▶ _DIRECTIVE_
Carry on the text below about the MNCRS data-synchronization framework, starting right after its last sentence.

▶ _SELECTION_
Comments and feedback should be sent to mncrs-comments@eng.sun.com.

Table of Contents

Preface
System Architecture
Object Update Model
Synchronization Interfaces
        Synchronizable
        Reconcilable
        SyncStore
        StoreManager
        Synchronizer
Security
Concurrency
Working-Group Members

Preface

Mobile applications require access to persistent information regardless of whether or not the mobile device is connected to a network. When a disconnected device reconnects, any application information that was modified while the device was disconnected needs to be propagated to the network server and any updates on the server need to be sent to the device.

The MNCRS data-synchronization framework fills this need by providing a reliable persistent storage mechanism that can automatically replicate JavaTM objects between devices and servers using available communication mechanisms.

System Architecture

The MNCRS data-synchronization architecture comprises a set of cooperating components that provide an end-to-end mechanism to replicate, transport, and update application JavaTM objects between clients and servers or between peers.

The major components include the following:
Each component has a specific function in the architecture. Components communicate with other components through specified interfaces. The implementations of these functional blocks can be designed to accommodate a wide range of device capabilities, sizes, and communication parameters.

The following illustration shows the data synchronization components.

Data Synchronization Architecture

Figure 1: Components of Data Synchronization

A Synchronizable object is an application object that can be stored in and retrieved from a SyncStore. The Reconcilable interface extends the Synchronizable interface and declares methods that allow the object itself to manage the merging of updates. When changes occur to an object on different replicas, the object itself can then be invoked to reconcile potential conflicts. (Future versions of the framework may include additional interfaces, besides Reconcilable, that extend Synchronizable.)

A SyncStore is a lightweight replicable persistent store for objects that need to be synchronized between clients and servers. It supports disconnected client application operations by providing a reliable and efficient mechanism for accessing and updating information that changed during the time that the client application was disconnected. Objects stored in a SyncStore are Synchronizable objects, which can participate in accepting updates and detecting and resolving conflicts. A SyncStore can produce a sequence of updates that can be transported and applied to one or more of the SyncStore's replicas. A SyncStore identifies its replicas and the status relative to each replica.

▶ _DATA SECTION_

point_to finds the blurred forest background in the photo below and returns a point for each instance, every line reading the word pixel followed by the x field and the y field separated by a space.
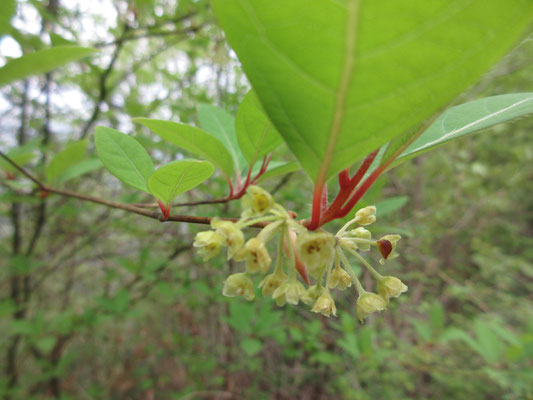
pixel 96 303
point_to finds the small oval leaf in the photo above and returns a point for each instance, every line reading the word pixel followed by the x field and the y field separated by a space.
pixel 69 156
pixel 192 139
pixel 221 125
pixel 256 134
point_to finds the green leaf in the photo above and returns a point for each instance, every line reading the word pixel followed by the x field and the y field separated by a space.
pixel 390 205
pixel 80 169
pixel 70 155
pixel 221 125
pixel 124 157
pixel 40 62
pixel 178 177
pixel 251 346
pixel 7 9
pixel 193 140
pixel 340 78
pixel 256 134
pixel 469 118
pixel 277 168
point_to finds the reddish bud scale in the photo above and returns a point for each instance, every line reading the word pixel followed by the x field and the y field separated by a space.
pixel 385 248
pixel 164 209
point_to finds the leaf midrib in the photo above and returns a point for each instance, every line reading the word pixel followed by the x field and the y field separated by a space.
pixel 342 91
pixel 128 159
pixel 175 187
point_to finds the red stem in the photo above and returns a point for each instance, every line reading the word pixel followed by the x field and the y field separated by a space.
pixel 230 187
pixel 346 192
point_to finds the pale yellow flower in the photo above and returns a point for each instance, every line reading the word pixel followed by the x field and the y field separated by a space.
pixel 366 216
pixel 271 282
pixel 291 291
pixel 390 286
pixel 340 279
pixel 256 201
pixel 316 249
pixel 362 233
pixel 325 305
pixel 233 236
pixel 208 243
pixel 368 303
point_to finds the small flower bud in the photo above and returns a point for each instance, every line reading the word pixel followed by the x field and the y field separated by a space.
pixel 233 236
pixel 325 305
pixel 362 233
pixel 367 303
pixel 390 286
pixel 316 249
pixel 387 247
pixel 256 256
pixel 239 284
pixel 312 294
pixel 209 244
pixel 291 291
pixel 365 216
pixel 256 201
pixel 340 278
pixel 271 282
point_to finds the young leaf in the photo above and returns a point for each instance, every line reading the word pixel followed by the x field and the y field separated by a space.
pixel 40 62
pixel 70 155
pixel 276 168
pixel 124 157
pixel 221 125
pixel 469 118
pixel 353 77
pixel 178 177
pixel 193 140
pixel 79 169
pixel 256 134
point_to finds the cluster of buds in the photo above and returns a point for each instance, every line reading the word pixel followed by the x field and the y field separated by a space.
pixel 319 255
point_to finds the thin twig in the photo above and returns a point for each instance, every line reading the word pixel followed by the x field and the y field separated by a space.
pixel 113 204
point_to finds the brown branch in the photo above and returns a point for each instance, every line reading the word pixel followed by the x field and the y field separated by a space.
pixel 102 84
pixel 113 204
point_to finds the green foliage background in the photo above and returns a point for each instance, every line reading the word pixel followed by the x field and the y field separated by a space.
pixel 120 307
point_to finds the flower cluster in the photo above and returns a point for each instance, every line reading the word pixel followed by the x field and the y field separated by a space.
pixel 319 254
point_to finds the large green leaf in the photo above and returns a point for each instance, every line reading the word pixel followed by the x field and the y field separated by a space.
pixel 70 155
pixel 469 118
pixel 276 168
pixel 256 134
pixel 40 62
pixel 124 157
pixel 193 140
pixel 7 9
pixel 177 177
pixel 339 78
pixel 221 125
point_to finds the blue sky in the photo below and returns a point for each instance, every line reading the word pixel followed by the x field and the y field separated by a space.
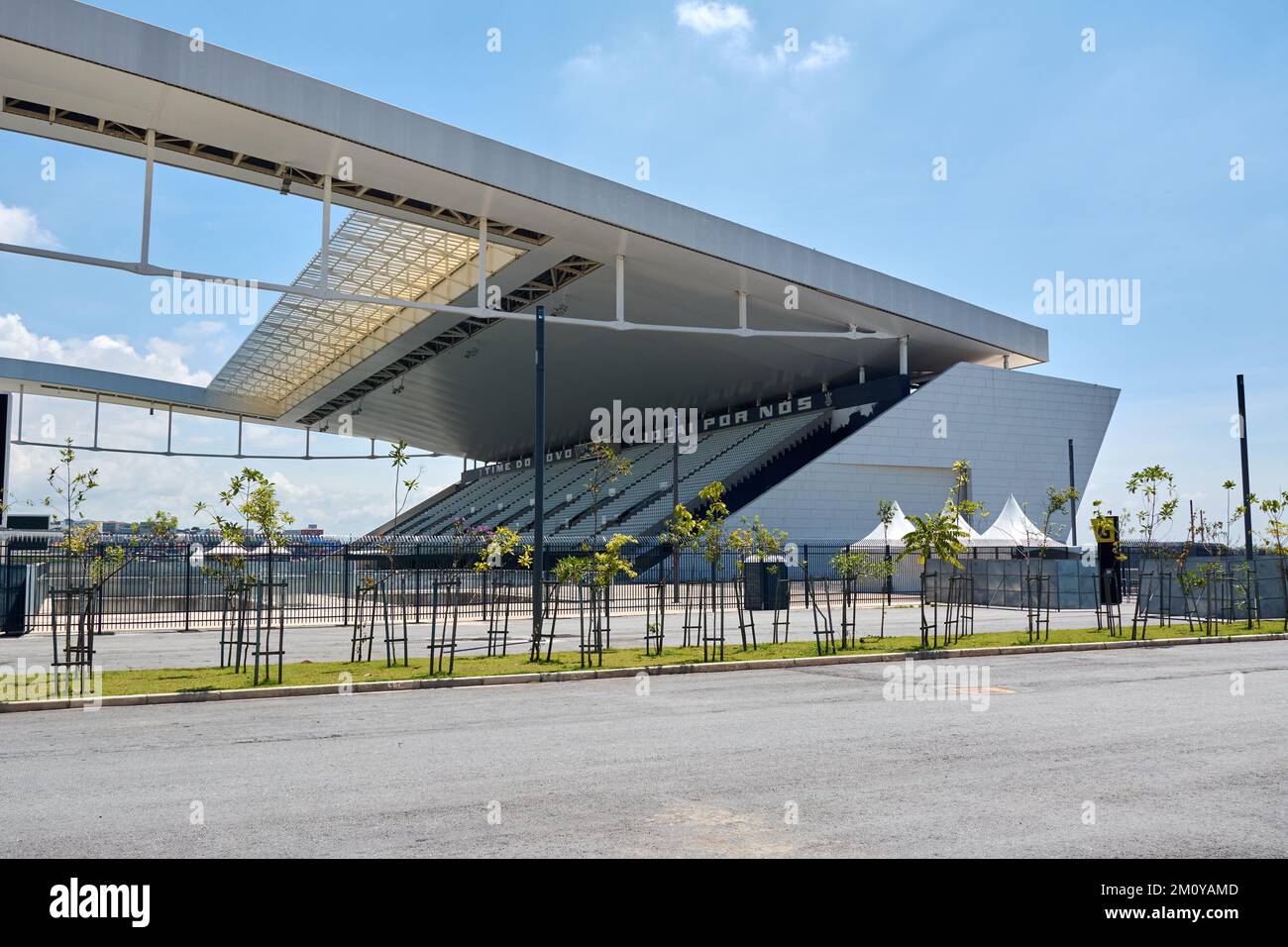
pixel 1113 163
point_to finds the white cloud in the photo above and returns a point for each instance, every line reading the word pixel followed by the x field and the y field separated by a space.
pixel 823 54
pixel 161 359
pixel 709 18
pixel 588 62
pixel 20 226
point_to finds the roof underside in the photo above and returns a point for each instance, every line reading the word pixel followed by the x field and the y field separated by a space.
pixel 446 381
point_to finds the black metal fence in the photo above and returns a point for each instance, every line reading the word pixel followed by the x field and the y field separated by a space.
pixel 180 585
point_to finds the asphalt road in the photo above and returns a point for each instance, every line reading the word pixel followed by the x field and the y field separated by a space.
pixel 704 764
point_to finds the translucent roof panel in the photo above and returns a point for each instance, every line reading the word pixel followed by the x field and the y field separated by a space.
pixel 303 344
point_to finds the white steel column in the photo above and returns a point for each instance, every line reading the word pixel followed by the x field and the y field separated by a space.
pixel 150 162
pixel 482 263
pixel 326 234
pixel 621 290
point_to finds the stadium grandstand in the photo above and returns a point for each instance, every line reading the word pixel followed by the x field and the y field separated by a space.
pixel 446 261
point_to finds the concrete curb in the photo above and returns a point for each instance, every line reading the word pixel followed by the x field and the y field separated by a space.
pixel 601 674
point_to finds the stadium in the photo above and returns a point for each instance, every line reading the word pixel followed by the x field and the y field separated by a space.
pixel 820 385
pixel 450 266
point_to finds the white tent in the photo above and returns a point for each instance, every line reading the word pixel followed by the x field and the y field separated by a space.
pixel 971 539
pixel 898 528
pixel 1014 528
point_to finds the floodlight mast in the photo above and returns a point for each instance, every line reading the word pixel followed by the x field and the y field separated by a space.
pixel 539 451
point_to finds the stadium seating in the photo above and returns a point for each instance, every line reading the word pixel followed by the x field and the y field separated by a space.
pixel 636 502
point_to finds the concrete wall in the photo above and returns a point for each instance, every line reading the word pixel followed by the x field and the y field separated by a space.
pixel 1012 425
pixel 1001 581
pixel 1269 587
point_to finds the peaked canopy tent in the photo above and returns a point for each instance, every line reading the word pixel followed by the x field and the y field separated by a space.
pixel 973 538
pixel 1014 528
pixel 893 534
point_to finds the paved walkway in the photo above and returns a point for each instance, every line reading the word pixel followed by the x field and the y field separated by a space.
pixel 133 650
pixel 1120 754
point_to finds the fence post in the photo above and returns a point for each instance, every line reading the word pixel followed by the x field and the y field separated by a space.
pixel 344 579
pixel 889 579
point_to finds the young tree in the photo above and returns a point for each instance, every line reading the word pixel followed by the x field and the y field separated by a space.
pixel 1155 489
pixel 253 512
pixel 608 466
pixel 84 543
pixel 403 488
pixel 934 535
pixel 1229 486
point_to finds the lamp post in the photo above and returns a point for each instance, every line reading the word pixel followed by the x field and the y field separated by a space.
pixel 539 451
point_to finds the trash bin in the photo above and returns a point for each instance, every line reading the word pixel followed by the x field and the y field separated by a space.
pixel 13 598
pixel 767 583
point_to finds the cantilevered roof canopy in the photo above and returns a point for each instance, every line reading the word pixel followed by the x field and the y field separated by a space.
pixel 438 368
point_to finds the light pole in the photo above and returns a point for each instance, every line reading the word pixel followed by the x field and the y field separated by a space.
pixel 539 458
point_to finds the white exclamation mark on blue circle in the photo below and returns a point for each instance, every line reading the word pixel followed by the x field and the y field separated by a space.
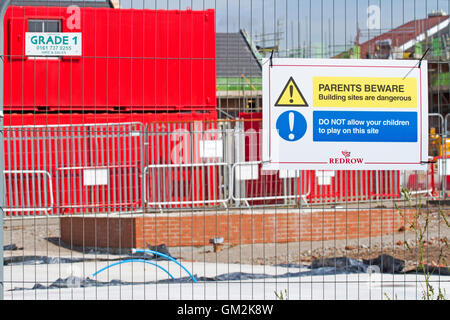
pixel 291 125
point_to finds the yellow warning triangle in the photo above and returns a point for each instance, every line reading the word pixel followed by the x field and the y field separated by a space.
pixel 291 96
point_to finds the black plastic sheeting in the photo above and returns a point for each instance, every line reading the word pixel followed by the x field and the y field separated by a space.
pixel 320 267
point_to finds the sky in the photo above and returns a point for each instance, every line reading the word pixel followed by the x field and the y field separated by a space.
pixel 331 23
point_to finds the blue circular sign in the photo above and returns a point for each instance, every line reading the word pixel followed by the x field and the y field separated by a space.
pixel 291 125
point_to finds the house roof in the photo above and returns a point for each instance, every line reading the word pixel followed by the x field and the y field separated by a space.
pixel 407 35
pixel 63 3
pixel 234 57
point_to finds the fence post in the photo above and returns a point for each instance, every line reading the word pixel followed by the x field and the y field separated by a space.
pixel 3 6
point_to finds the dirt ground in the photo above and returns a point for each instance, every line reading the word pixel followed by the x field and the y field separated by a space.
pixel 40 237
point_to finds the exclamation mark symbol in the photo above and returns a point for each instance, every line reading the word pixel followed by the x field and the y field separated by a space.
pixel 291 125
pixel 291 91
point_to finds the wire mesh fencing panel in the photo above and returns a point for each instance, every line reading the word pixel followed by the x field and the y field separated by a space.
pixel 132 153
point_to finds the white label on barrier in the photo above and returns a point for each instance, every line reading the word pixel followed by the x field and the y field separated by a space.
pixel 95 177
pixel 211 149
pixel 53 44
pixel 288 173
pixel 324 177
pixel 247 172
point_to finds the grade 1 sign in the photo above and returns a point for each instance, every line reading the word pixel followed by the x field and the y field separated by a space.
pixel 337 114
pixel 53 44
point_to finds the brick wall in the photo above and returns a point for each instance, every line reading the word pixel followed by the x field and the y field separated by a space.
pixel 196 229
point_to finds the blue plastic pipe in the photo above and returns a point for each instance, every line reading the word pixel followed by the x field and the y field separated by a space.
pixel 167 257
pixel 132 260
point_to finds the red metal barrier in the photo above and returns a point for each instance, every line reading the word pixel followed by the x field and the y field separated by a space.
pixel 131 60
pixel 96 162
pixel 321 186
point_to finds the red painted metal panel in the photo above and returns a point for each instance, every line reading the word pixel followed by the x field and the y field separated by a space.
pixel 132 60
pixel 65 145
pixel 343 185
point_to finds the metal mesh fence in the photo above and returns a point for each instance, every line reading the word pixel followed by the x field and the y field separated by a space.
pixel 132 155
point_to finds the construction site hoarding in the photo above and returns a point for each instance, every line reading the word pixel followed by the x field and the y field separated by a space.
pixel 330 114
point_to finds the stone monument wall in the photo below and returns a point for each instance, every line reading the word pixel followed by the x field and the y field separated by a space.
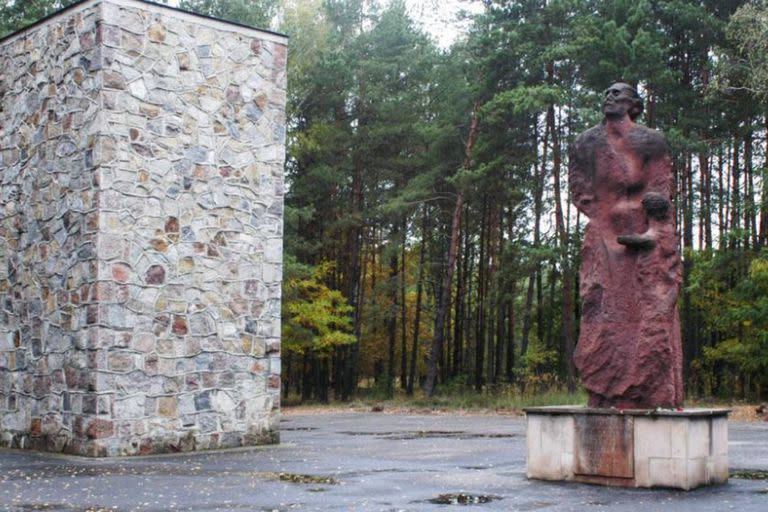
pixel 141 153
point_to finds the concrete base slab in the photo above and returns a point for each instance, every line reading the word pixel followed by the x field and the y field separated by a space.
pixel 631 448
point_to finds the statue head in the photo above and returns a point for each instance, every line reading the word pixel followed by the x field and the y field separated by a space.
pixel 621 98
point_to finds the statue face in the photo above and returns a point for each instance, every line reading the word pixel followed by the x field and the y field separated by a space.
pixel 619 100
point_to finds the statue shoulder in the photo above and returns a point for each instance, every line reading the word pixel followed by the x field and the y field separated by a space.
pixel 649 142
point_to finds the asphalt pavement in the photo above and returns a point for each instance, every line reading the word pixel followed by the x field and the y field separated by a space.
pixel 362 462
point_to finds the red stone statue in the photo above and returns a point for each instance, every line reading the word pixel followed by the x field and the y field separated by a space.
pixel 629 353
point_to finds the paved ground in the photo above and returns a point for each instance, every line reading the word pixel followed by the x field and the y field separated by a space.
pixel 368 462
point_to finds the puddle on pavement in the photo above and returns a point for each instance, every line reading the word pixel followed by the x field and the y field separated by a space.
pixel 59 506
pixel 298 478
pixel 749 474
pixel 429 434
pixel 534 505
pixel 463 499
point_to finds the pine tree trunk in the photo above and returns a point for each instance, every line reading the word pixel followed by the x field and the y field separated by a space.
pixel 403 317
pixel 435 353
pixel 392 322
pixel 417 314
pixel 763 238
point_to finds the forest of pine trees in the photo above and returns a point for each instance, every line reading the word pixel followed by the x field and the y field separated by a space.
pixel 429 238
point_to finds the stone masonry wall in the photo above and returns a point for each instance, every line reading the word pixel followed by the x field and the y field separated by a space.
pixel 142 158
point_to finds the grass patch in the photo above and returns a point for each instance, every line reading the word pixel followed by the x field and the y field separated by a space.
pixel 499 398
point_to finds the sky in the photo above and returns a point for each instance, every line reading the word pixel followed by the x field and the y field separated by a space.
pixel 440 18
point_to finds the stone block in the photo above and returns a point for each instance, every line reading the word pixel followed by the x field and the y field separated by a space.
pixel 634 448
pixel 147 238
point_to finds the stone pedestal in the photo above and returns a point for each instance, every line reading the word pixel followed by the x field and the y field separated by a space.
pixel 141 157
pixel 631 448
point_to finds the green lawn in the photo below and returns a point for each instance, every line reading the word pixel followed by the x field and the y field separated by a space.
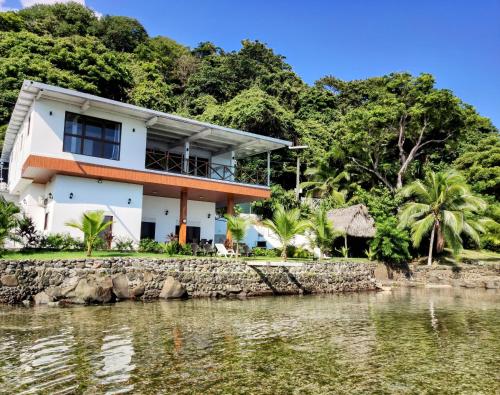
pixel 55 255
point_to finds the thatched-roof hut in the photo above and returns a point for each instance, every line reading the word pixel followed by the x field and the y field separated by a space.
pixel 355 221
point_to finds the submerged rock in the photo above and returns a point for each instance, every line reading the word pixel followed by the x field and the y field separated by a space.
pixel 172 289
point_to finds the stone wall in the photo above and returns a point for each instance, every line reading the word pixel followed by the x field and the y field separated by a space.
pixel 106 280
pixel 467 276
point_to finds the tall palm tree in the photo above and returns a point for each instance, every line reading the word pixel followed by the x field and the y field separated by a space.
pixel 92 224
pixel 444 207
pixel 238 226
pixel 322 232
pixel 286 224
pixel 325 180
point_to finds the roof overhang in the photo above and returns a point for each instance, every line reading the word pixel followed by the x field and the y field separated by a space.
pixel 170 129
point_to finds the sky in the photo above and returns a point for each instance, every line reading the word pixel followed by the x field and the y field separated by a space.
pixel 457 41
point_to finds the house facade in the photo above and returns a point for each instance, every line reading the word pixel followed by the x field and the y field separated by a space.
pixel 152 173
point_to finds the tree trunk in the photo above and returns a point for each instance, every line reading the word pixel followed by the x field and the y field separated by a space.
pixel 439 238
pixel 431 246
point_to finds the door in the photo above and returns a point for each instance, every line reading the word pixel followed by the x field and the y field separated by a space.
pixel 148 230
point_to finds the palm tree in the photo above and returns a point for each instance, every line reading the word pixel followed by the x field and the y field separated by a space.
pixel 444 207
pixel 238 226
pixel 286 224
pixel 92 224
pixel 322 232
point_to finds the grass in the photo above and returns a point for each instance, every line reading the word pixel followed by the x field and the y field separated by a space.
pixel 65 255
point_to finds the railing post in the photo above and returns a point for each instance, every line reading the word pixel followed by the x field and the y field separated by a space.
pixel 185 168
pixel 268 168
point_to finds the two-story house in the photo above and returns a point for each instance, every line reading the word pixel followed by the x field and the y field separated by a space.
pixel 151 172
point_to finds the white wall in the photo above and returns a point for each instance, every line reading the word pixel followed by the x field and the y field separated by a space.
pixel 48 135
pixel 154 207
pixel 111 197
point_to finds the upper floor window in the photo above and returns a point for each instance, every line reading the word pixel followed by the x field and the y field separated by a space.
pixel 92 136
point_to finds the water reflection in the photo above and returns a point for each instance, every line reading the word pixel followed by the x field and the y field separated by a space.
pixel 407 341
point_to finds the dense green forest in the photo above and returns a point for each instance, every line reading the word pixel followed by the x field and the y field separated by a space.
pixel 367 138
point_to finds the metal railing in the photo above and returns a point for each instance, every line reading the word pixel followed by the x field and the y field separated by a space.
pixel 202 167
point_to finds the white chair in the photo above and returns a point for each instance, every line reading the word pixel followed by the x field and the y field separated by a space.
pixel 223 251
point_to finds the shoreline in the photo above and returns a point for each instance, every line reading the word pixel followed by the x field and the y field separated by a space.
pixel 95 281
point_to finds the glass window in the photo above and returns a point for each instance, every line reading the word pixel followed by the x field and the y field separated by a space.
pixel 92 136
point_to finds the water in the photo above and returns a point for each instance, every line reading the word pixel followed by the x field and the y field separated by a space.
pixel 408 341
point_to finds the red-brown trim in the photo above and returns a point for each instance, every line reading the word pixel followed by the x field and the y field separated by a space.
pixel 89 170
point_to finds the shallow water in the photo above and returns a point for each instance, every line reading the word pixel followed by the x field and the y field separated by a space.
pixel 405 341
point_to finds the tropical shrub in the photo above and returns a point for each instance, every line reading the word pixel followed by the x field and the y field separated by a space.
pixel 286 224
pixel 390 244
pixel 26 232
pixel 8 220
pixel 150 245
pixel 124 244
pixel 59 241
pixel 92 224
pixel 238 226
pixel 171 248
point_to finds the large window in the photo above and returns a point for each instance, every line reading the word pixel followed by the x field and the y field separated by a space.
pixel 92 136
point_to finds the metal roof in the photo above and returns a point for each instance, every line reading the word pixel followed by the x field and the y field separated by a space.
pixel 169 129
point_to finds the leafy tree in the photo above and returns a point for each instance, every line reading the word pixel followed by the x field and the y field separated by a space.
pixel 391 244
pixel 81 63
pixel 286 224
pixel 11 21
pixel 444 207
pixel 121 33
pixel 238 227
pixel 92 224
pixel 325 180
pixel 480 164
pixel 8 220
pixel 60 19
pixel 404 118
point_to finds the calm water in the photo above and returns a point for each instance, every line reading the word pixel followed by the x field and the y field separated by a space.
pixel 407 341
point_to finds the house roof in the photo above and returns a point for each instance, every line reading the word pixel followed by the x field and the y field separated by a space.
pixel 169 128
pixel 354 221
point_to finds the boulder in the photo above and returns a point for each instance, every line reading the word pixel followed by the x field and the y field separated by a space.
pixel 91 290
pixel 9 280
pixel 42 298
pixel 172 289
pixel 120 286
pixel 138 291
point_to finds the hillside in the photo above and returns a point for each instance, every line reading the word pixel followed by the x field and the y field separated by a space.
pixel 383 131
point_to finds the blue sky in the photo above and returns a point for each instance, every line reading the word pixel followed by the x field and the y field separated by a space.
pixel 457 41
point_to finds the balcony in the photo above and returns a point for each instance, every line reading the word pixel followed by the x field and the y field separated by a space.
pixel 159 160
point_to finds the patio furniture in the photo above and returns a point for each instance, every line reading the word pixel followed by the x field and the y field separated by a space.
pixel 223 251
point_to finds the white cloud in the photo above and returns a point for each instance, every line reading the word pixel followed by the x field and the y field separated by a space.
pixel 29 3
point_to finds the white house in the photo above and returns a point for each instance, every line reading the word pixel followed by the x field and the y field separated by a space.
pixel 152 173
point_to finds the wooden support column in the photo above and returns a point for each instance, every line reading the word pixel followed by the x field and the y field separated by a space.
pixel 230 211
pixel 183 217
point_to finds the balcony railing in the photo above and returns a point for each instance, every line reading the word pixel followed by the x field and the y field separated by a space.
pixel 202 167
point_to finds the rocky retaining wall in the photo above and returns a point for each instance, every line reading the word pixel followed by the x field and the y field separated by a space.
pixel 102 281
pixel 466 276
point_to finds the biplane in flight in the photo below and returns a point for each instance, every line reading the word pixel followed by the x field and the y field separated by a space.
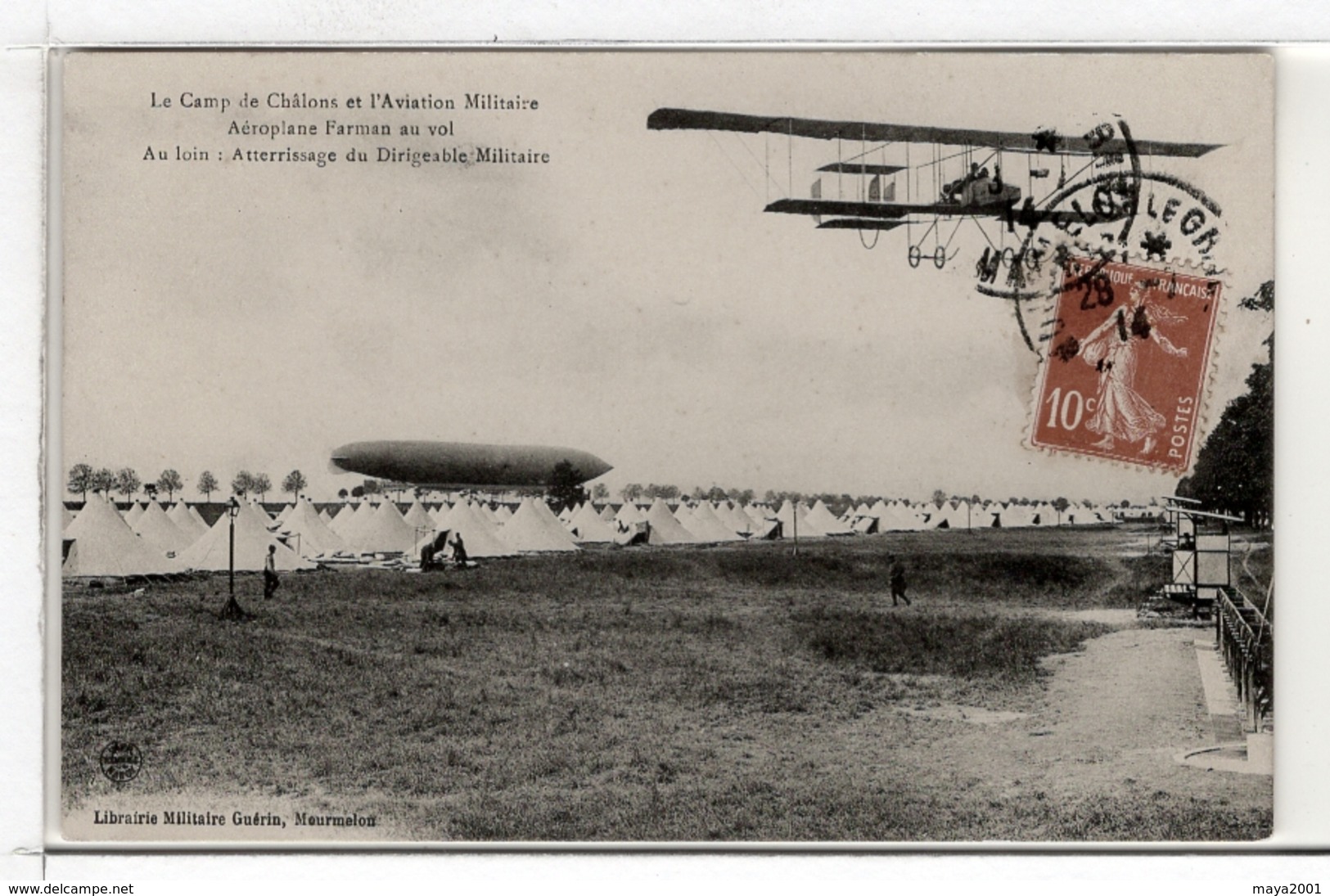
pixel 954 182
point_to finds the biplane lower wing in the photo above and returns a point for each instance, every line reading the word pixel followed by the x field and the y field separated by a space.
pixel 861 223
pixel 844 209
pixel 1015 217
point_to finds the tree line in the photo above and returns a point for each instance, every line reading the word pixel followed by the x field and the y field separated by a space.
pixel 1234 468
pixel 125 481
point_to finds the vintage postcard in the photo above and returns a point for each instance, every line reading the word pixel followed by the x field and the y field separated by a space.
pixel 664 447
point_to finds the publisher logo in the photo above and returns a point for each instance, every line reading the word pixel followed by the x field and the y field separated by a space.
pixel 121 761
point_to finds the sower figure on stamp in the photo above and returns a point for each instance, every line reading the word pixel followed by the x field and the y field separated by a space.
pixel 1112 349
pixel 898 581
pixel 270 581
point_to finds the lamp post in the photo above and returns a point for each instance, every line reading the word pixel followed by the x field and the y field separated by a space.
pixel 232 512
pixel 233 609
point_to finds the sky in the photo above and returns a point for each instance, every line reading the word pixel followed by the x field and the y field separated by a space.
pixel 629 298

▶ _IN RESPONSE_
A Synchronizer is the main worker of the synchronization process. A Synchronizer cooperates with a corresponding Synchronizer on another system and the two exchange updates that bring two SyncStore objects up-to-date (so that the two stores contain equivalent sets of objects). Typically, a Synchronizer keeps track of which updates have been exchanged with another SyncStore and only exchanges newer updates. A variety of protocols can be created to maximize the efficient utilization of the available communication channel. Details of the protocol need only be known and shared between cooperating Synchronizer instances.

A StoreManager is a locator component. It keeps track of SyncStore implementation classes, making them available to the application and the Synchronizer. SyncStore instances, which are named by local URLs, can be created, listed, and opened.

Object Update Model

The object update model is designed to minimize dependencies among components and clearly define their interactions. Applications store objects in a SyncStore. The SyncStore produces a sequence of updates that can be applied to a replica of the SyncStore to propagate changes in objects. Synchronizer instances transmit updates from a SyncStore to its replicas in a manner that depends on the available transports and the protocol used by the replica.

Applications create Reconcilable objects and insert them into the SyncStore. These application objects will be replicated and kept up-to-date in each replica. As an application updates a Reconcilable object, it notifies the SyncStore that the object has changed. Changes are recorded in sequence, so the sequence of updates can be reliably reproduced. No two changes are recorded as having occurred at the same logical "time."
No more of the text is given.